Listing:
━━━━━━

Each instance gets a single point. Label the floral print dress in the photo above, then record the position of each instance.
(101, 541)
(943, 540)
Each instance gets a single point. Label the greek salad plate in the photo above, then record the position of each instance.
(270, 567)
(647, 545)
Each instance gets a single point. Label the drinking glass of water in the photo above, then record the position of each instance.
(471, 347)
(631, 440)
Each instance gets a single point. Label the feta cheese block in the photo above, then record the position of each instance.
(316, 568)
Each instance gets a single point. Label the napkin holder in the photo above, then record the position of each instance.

━━━━━━

Work instructions:
Can you present all the rows above as a Markdown table with two columns, Line and Content, putting each line's number under Line and its wording under Content and leaving out blank lines?

Result of this task:
| Line | Content |
|---|---|
| 1 | Each instance gets a single point. Label the floral print dress in the photo above, then record the position of each instance. |
| 2 | (101, 541) |
| 3 | (943, 540) |
| 4 | Each instance gets a single point. Label the greek salad plate in the photo above, then record the position of each instance. |
| 5 | (270, 567) |
| 6 | (647, 545) |
| 7 | Each instance gets a single point. Label the drinking glass of water in the photo above, then record the position of each instance. |
| 8 | (471, 347) |
| 9 | (631, 440) |
| 10 | Each instance gets a single point. Label the feta cheese block in the photo above, then record the position of each instance. |
| 11 | (316, 568) |
| 12 | Each instance gets a single point. Label the napkin holder in the photo above, then record the position of each instance. |